» GOAL
Copy out only the span from the line with "For every instance of the reddish" to the end of the data, both ends kept, word for word.

-- -- --

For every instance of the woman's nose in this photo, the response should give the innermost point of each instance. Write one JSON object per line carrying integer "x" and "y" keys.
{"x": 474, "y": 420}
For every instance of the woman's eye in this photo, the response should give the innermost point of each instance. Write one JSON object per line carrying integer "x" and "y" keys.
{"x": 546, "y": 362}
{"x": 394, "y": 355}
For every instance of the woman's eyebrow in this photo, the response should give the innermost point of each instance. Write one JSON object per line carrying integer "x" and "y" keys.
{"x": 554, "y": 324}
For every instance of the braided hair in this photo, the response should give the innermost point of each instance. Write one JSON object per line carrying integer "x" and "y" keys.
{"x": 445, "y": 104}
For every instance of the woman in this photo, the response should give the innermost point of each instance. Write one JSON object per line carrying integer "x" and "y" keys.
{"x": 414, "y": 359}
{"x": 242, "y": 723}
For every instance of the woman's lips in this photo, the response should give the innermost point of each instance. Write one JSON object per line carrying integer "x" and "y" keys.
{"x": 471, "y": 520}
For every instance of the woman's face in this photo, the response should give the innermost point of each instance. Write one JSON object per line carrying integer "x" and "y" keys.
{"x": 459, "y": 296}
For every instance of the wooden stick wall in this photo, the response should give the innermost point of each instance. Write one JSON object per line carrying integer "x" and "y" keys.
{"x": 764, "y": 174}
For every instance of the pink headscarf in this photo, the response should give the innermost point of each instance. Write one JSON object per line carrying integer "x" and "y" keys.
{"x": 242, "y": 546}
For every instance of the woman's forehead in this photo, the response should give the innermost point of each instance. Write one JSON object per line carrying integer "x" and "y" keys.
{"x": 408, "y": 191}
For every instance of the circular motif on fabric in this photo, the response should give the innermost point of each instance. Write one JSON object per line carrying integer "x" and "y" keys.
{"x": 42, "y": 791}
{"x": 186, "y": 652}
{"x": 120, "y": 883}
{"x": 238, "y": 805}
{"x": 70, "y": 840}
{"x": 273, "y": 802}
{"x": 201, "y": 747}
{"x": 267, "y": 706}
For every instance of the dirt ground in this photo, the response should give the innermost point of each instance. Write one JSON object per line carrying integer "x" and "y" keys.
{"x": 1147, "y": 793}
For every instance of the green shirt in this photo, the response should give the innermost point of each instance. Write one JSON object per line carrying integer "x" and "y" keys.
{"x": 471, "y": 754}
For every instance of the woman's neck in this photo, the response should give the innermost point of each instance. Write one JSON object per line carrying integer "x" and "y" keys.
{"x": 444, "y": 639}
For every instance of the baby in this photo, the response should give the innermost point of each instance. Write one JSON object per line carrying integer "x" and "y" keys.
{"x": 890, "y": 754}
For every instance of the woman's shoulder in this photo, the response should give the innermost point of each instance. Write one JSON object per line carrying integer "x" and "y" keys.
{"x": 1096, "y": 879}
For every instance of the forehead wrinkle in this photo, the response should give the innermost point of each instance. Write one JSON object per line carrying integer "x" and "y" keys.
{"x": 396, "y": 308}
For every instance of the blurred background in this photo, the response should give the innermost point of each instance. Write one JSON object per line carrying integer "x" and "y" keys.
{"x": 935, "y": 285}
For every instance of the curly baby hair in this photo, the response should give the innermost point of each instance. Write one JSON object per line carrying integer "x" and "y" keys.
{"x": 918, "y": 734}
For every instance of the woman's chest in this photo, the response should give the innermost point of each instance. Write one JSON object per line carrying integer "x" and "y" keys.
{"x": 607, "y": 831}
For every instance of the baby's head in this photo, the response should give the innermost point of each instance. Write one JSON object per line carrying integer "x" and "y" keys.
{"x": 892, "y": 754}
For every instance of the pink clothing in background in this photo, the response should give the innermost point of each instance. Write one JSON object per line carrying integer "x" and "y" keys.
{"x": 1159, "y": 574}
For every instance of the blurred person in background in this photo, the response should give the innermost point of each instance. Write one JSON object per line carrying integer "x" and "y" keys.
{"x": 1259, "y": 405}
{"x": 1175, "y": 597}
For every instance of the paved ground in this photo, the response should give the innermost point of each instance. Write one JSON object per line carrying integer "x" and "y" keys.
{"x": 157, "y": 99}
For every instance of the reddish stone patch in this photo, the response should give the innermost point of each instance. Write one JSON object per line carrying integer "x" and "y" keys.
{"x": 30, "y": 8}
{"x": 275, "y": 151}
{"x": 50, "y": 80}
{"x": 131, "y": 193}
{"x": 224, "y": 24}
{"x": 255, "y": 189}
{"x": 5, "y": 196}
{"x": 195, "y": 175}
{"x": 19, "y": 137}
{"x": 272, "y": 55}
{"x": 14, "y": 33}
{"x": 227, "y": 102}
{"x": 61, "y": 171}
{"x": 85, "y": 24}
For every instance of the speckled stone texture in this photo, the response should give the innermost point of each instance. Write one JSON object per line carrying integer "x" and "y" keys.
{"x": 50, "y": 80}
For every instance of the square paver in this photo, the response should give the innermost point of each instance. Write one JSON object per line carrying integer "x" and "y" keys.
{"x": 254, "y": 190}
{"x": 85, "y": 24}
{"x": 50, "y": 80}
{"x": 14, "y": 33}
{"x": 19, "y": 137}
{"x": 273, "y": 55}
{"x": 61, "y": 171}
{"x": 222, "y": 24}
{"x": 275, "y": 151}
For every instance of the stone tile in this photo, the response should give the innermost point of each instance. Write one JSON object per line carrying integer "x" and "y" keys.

-- -- --

» SOLUTION TO THE EXERCISE
For every instance of the reddish stone patch in this photo, the response should give the innermost point of each instance. Write one JSON object per line carrying integer "x" and "y" keys.
{"x": 30, "y": 8}
{"x": 275, "y": 151}
{"x": 50, "y": 80}
{"x": 131, "y": 193}
{"x": 224, "y": 24}
{"x": 255, "y": 189}
{"x": 5, "y": 196}
{"x": 195, "y": 175}
{"x": 19, "y": 137}
{"x": 272, "y": 55}
{"x": 14, "y": 33}
{"x": 227, "y": 102}
{"x": 61, "y": 171}
{"x": 85, "y": 24}
For every instance of the speckled stone texture in this photo, the response should give the innermost point of each instance. Write one JSON object per line carrying integer "x" and "y" keys.
{"x": 50, "y": 80}
For every instance of the square paver in this photo, the response should give the innermost point of each instance. Write one JSON object per line carrying integer "x" and "y" keys.
{"x": 254, "y": 190}
{"x": 85, "y": 24}
{"x": 50, "y": 80}
{"x": 14, "y": 33}
{"x": 19, "y": 137}
{"x": 273, "y": 55}
{"x": 61, "y": 171}
{"x": 222, "y": 24}
{"x": 275, "y": 151}
For every instance of the stone tile in this photo, the response should give the innermost point of each instance. Write one JSON object per line carrying integer "x" and "y" keys.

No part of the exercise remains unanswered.